[Source text]
....................
Forest Tennant, MD, DrPH

 I assume the patient has been seen by a neurologist and endocrinologist, and has excellent control over his diabetes. Instead of pregabalin, I would prescribe gabapentin/enacarbil (Horizant) off label at the highest recommended dose of 600 mg bid. In my experience with the extended-release formula, I can prescribe a lower dose of the medication and get a similar effect as that of high-dose pregabalin but with less side effects (weight gain and edema), which can be a problem for patients with diabetes.1 I would continue the patient on duloxetine, as prescribed.

Other clinicians might consider dorsal column stimulation. However, a recent article in The Wall Street Journal, raised several issues regarding the treatment.2 The FDA database contains 58 unique reports of paralysis associated with spinal cord stimulators (SCS) in 2013, compared with 48 reported incidences of paralysis in 2012. Researchers at Duke University found that nearly 1 patient in every 100 who received a SCS experienced some degree of spinal cord or spinal nerve root damage.3 This study involved records of more than 12,300 SCS patients. In addition, the complication rates can be between 25% and 35%. Therefore, in this particular patient, I would not recommend dorsal column stimulation; however, I am aware that others would.

As a last resort in patients with intractable neuropathic pain, I would prescribe extended- and immediate-release opioids. In some of these cases, patients need high doses of opioids. Historically, we did not prescribe opioids for neuropathic pain, but the evidence for this has changed because of recently published articles supporting their use. Obviously, if opioids are prescribed, urine drug screens should be conducted as opioid risk tools, and, if there is a concern, a baseline consultation with an addictionologist should be conducted. I also recommend psychotherapy support because the risk of suicide in this type of patient is 2 to 3 times higher than the general public.4 Other options include warm water therapy with physical therapy, a trial of transcutaneous electrical nerve stimulation (TENS), topical gels, lidocaine (Lidoderm) patches, and a podiatry consult.

Joseph Shurman, MD

I’d say that the first step is to improve the patient’s diabetes because a hemoglobin A1C level of 7.2 is higher than we would like to see. The patient is taking good medications at reasonable doses for treating neuropathies (pregabalin and duloxetine). I’d also recommend a trial of lidocaine patches on the burning areas. The patches should be cut to cover the burning area; use a maximum of 3 patches and apply for 12 hours per day.

Jennifer Schneider, MD, PhD

Since I am a pain psychologist, I would recommend old-fashioned methods and common sense. I have had some luck with the following procedure: while watching TV, have the patient soak his feet in cool water. If he can tolerate this, have him add a couple of golf balls and massage the bottom of his feet; this should promote circulation.

If you want to consider a surgical option, SCS is an option. Though it is not widely used in the US, it is in Europe, where practitioners appreciate the fact that the treatment can open up the small vessels in the feet and offer symptom relief. I would recommend both modalities.

Kern A. Olson, PhD

The goal of treatment is appropriate pharmacotherapy. First, pregabalin at 150 mg every 12 hours may not be nearly strong enough. As an alternative, you can prescribe gabapentin up to 1,800 mg (600 mg tid) for patients with neuropathies. If this regimen is not effective, you can consider the need to go higher—possibly to 3,600 mg if the patient can tolerate it.

Because pregabalin is an alpha-2-delta calcium channel agonist, the second choice is to add a sodium channel blocker, such as carbamazepine (Tegretol). But check the patient’s blood work first to rule out hematologic abnormalities at baseline. Duloxetine should be continued.

Finally, the last choice (or addition) is an opioid to help “close the delta” between initial and final pain level (pain level after appropriate anticonvulsant medications have be optimized and you have the duloxetine optimized at 60 mg).
....................
[Entries supplied]
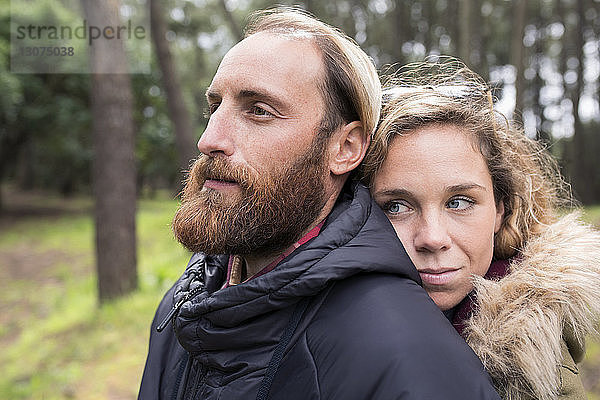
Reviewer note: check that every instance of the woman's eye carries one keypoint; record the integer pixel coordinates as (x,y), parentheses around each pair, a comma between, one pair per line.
(459,204)
(395,207)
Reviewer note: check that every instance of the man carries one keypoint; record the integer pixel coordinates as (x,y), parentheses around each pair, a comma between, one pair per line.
(299,288)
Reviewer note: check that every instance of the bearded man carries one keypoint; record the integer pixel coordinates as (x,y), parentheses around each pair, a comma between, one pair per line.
(299,287)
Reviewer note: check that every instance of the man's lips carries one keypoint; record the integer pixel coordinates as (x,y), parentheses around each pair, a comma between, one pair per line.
(438,276)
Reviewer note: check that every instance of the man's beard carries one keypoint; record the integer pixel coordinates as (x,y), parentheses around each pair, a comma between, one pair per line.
(268,214)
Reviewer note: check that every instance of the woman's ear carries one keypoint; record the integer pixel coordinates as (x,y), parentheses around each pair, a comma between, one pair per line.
(499,216)
(347,148)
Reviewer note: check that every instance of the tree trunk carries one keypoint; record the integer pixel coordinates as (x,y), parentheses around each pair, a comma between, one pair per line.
(582,176)
(180,117)
(114,160)
(233,25)
(464,34)
(517,52)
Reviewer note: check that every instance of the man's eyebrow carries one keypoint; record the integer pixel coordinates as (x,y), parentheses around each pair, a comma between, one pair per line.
(273,100)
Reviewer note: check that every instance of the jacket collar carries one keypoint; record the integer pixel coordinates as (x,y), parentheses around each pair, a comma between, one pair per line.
(354,231)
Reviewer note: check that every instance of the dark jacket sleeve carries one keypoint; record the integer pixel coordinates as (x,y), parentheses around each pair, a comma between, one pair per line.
(381,337)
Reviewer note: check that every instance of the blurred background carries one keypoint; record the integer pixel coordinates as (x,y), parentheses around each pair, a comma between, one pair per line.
(91,164)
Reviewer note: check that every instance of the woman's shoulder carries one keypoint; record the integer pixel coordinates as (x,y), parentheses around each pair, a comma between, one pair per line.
(517,330)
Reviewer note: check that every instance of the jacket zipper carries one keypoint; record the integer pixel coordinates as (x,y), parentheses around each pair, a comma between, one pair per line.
(177,306)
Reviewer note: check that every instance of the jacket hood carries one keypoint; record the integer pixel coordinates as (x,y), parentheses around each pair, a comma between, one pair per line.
(352,234)
(550,294)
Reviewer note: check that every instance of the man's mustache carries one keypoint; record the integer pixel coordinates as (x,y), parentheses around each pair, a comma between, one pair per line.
(217,168)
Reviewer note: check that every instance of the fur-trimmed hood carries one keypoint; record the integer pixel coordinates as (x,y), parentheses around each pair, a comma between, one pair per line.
(551,293)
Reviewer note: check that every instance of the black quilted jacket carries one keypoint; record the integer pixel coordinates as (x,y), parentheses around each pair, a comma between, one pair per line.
(343,317)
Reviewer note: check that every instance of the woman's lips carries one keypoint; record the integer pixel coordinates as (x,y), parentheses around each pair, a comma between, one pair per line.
(438,277)
(219,184)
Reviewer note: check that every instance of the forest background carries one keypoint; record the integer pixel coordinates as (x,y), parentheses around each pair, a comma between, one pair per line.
(90,164)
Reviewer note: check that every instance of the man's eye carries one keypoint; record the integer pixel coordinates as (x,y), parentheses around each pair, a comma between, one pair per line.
(260,112)
(395,207)
(460,204)
(211,109)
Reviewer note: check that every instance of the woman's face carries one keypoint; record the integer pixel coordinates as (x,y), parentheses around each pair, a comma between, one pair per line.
(437,191)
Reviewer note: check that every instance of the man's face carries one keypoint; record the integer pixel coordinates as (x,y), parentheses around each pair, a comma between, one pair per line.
(260,180)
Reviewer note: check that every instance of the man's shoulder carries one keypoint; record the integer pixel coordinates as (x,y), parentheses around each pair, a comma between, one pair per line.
(384,337)
(382,306)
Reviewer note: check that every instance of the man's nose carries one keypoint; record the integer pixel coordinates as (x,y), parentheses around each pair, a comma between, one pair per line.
(432,234)
(217,137)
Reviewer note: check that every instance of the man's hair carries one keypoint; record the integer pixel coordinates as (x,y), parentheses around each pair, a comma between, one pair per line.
(525,177)
(351,88)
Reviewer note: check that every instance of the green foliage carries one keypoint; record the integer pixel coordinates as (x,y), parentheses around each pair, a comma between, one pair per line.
(57,343)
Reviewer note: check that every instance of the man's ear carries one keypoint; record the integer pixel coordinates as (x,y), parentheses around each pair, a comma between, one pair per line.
(347,148)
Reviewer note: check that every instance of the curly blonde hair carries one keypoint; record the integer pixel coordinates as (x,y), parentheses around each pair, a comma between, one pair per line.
(525,176)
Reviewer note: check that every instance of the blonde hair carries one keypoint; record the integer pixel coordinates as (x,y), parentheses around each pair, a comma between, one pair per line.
(525,177)
(351,87)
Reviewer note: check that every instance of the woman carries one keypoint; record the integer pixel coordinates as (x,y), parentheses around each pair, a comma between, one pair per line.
(475,203)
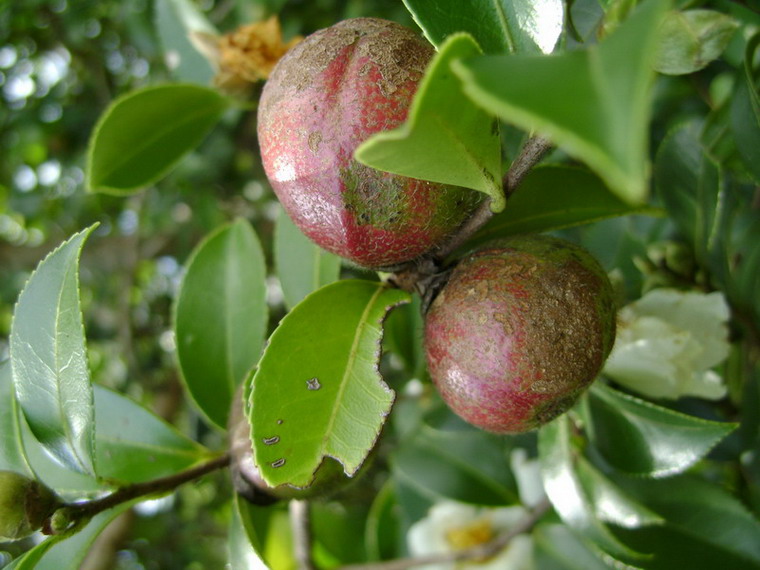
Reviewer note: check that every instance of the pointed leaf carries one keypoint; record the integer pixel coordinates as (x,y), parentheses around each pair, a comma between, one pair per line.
(302,266)
(593,103)
(49,359)
(221,317)
(175,21)
(555,197)
(565,491)
(641,438)
(517,26)
(462,148)
(11,450)
(134,445)
(317,388)
(691,39)
(143,135)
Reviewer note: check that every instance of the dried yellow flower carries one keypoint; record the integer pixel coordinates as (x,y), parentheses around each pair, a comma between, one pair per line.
(249,54)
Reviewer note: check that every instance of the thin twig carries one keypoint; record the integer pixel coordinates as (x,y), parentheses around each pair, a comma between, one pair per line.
(300,525)
(77,512)
(480,552)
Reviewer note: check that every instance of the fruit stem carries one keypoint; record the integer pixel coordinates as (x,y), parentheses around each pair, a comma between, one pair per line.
(76,513)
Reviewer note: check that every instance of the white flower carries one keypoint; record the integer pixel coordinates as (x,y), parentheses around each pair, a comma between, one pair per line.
(451,526)
(668,341)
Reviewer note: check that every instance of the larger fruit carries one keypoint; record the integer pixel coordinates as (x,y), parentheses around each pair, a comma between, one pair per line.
(520,329)
(325,97)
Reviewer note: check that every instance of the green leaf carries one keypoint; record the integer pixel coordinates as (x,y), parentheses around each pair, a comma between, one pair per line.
(461,148)
(11,450)
(565,490)
(745,112)
(220,317)
(143,135)
(302,266)
(595,104)
(557,548)
(640,438)
(49,359)
(63,551)
(175,21)
(691,39)
(555,197)
(518,26)
(134,445)
(317,388)
(705,528)
(690,186)
(469,466)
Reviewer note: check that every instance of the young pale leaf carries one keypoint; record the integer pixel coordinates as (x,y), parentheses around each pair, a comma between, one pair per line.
(461,148)
(593,103)
(11,451)
(691,39)
(143,135)
(641,438)
(49,359)
(690,186)
(555,197)
(317,391)
(302,266)
(134,445)
(565,490)
(220,317)
(705,526)
(175,21)
(516,26)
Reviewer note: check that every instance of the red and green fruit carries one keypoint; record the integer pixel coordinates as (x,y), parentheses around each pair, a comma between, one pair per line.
(326,96)
(519,331)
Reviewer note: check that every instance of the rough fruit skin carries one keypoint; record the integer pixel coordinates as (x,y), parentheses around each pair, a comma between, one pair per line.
(24,505)
(325,97)
(519,331)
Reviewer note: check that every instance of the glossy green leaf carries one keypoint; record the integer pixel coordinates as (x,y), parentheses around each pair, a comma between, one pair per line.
(220,318)
(745,112)
(690,186)
(175,21)
(143,135)
(555,197)
(517,26)
(317,391)
(611,504)
(461,148)
(641,438)
(594,104)
(469,466)
(302,266)
(49,359)
(11,450)
(691,39)
(557,548)
(60,551)
(705,528)
(565,490)
(135,445)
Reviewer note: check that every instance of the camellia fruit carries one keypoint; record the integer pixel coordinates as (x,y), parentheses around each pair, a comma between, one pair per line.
(24,505)
(326,96)
(519,331)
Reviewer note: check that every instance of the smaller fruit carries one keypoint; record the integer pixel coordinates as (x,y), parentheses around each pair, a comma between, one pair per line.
(519,331)
(247,480)
(24,505)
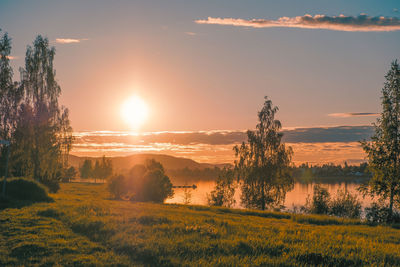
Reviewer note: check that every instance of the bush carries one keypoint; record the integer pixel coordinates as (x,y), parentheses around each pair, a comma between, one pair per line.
(224,191)
(52,185)
(345,205)
(378,213)
(156,187)
(25,189)
(144,183)
(117,186)
(320,201)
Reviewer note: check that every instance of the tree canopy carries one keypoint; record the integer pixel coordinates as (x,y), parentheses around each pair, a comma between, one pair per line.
(264,162)
(31,117)
(384,148)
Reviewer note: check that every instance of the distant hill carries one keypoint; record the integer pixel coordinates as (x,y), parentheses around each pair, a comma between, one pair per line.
(127,162)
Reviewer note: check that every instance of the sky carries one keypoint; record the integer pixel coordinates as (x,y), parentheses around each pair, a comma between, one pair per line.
(207,65)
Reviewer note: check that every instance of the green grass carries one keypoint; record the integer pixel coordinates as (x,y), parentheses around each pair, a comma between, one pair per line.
(83,227)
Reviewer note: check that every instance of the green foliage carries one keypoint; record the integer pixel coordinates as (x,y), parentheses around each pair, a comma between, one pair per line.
(31,118)
(86,169)
(26,190)
(154,185)
(69,173)
(264,163)
(344,205)
(224,191)
(117,186)
(143,183)
(384,149)
(378,213)
(102,169)
(320,201)
(327,173)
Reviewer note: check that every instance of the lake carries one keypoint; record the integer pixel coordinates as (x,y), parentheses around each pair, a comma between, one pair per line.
(295,198)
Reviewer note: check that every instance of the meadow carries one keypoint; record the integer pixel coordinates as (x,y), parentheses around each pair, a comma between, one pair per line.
(84,227)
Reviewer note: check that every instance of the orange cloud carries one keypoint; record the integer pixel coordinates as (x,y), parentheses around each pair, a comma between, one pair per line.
(353,114)
(361,23)
(69,40)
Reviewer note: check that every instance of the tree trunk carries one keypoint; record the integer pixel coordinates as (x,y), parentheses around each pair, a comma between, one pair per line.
(262,197)
(390,215)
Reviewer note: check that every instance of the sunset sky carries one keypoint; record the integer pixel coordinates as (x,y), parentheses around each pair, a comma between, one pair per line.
(206,65)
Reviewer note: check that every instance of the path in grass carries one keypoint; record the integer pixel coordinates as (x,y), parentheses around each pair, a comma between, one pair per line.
(83,225)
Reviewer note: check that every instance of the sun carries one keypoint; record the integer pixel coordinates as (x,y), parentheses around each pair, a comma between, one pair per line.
(134,111)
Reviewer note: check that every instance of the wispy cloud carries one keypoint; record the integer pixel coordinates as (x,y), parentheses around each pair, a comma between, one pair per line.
(361,23)
(191,33)
(69,40)
(353,114)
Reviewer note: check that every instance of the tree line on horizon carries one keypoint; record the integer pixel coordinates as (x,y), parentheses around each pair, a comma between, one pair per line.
(40,136)
(263,167)
(101,169)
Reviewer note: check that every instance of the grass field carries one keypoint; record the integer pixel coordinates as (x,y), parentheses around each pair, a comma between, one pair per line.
(83,227)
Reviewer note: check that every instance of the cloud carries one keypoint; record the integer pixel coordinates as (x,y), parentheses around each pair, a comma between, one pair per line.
(361,23)
(313,145)
(353,114)
(69,40)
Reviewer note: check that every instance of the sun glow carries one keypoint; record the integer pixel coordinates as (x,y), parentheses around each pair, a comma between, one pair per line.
(134,111)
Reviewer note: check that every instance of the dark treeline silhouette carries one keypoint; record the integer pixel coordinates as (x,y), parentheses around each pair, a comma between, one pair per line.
(101,169)
(306,173)
(144,182)
(194,174)
(31,117)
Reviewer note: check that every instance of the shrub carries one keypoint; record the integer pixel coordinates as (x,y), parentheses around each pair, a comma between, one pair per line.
(320,201)
(345,205)
(144,183)
(224,191)
(378,213)
(156,187)
(25,189)
(117,186)
(53,185)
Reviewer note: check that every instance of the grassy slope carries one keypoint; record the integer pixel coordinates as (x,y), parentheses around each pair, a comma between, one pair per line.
(83,227)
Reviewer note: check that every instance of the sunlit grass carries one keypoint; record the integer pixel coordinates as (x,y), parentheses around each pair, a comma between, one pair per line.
(84,227)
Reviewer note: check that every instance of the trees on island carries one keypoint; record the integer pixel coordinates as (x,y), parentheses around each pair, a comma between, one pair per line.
(143,183)
(31,117)
(264,162)
(263,167)
(102,168)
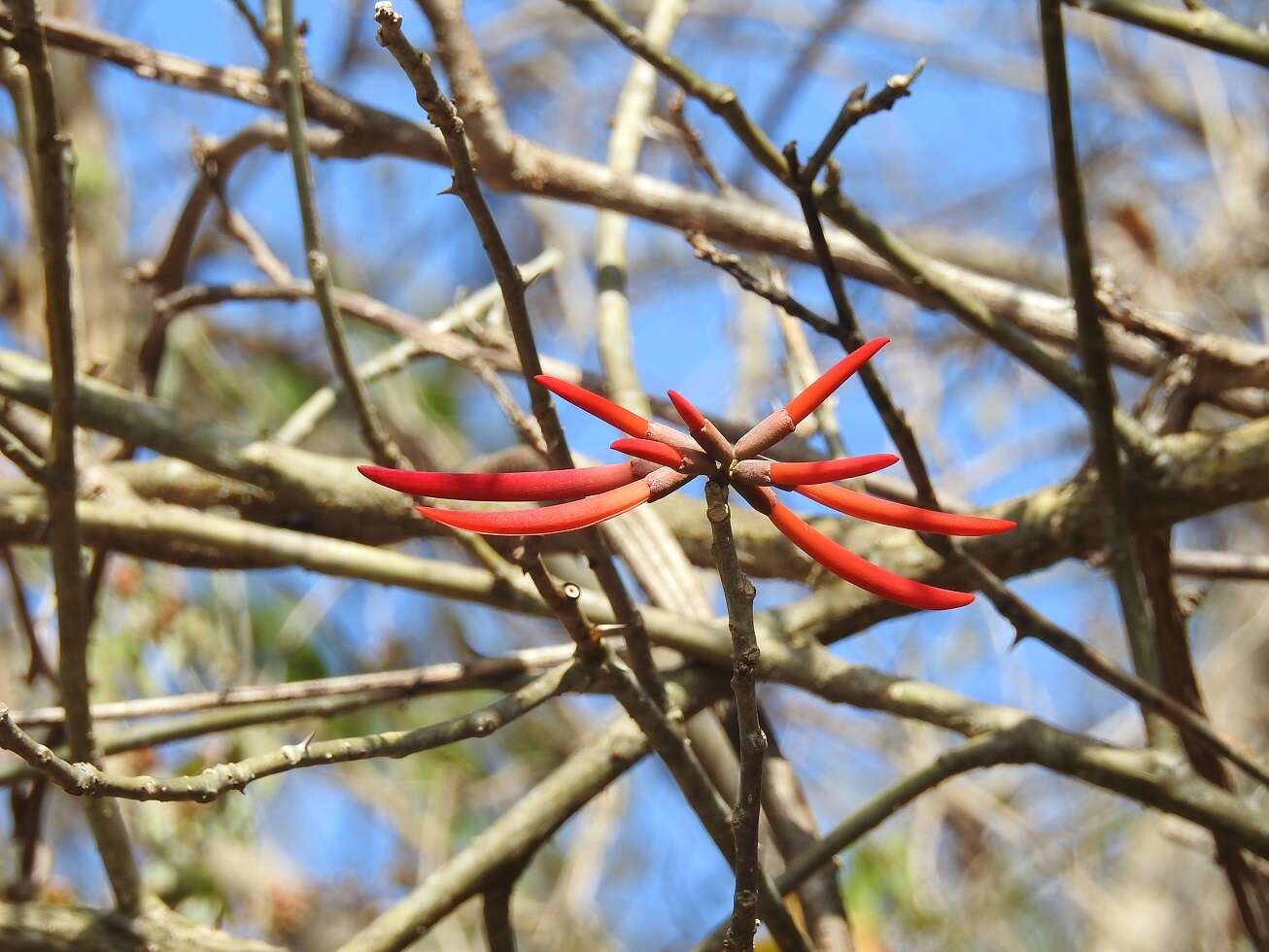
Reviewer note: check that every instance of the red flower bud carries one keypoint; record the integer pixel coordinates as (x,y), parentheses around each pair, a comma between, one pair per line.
(505,487)
(845,563)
....................
Decide whether each statement agrees with the commentary on neuropathic pain treatment, answering yes or no and quoting the words that decide it: (a) Tennant would keep the patient on duloxetine; (b) Shurman advises applying lidocaine patches 24 hours per day; (c) the Duke University study covered records of fewer than 10,000 SCS patients. The listing is separate material from the commentary on neuropathic pain treatment.

(a) Yes: "I would continue the patient on duloxetine, as prescribed."
(b) No: "use a maximum of 3 patches and apply for 12 hours per day."
(c) No: "This study involved records of more than 12,300 SCS patients."